##### Extrait du document
Le spectacle conçu par l’historien Patrick Boucheron et le metteur en scène Mohamed El-Khatib n’aura pas lieu comme prévu en 2027. Le directeur du domaine national vient de le déprogrammer afin que le château ne soit « pas l’otage d’un discours militant ». Une décision – un acte de censure ? – qui ravit une extrême droite qui applaudit.

Vue des toits et des cheminées. cl Manfred Heyde Wikipédia
Par Jean-Jacques Talpin.
En 2027, le domaine national de Chambord devait être la vitrine d’un grand spectacle historique proposé par deux références du milieu culturel : Patrick Boucheron et Mohamed El-Khatib. Le premier est un historien reconnu, professeur au Collège de France à qui l’on doit notamment le scénario du spectacle d’ouverture des Jeux Olympiques de Paris en 2024. Le second est un des metteurs en scène les plus en vue de la scène théâtrale nationale et même internationale. Mais c’est aussi un enfant du pays : né à Beaugency, Mohamed El-Khatib a vécu à Meung-sur-Loire et a étudié au lycée Pothier d’Orléans avant de s’envoler vers une gloire théâtrale. L’Orléanais a d’ailleurs été le cadre de deux de ses spectacles : « Finir en beauté » où il racontait la fin de vie de sa mère au CHR d’Orléans. Et « Renault 12 » ; road trip entre Orléans et le Maroc.
Une histoire « woke » ?
##########
_Énoncé 1_. Relevez chaque ligne des entrées qui contient le mot « exercise ». La casse compte.
##### Entrées fournies
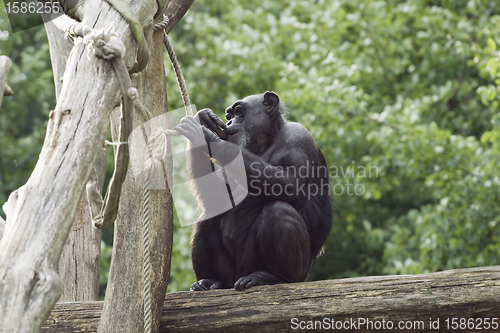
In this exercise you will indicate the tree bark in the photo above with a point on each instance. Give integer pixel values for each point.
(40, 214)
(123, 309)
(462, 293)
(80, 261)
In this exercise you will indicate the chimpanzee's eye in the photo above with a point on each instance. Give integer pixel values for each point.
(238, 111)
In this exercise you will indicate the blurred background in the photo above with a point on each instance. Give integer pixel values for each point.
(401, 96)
##########
##### Entrées fournies
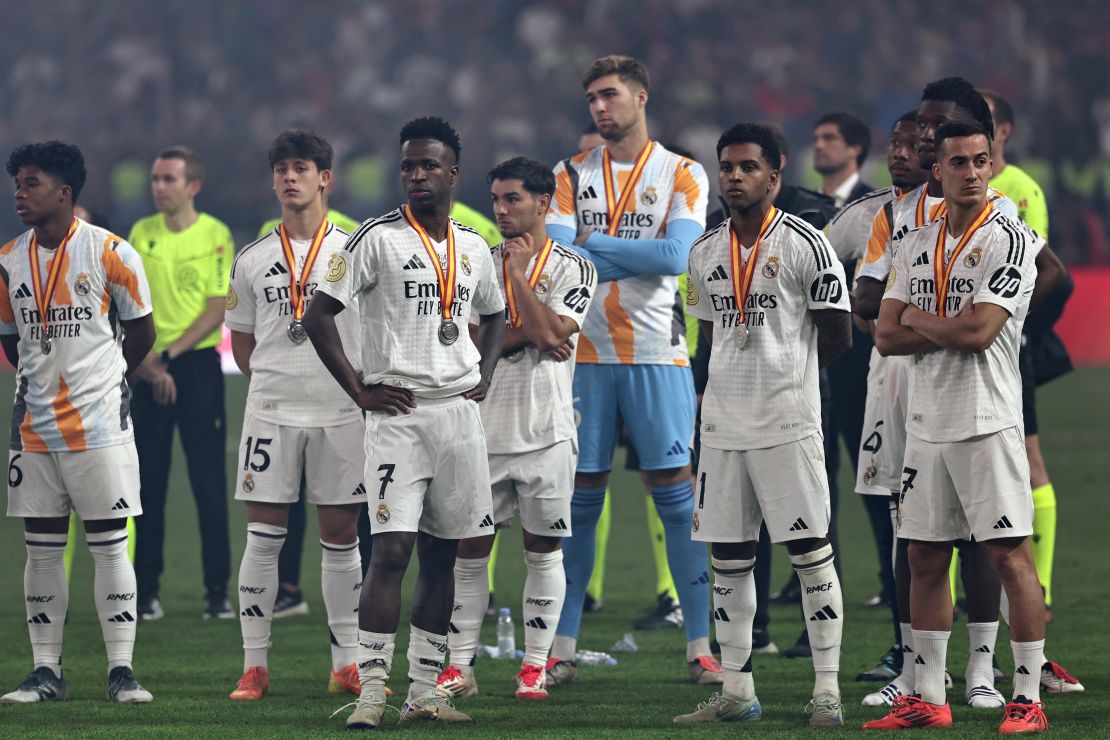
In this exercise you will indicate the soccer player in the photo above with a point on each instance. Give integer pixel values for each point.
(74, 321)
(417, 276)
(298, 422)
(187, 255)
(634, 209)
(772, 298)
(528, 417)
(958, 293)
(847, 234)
##########
_Énoncé 2_. D'après l'article sur le spectacle prévu à Chambord, dans quel lycée Mohamed El-Khatib a-t-il étudié ?

_Réponse complète 1_.
In this exercise you will indicate the tree bark in the photo above with a point on each instance. Give integer pixel values for each point.
In this exercise you will indicate the chimpanzee's eye in the photo above with a point on each instance. Give integer pixel values for each point.
In this exercise you will indicate the blurred background in the photo above with a point on each instance. Give integer pixel values for each point.
In this exercise you will indicate the soccer player in the photo above with a point on each instance. Give integer pixel values for each point.

_Réponse complète 2_. Au lycée Pothier d'Orléans.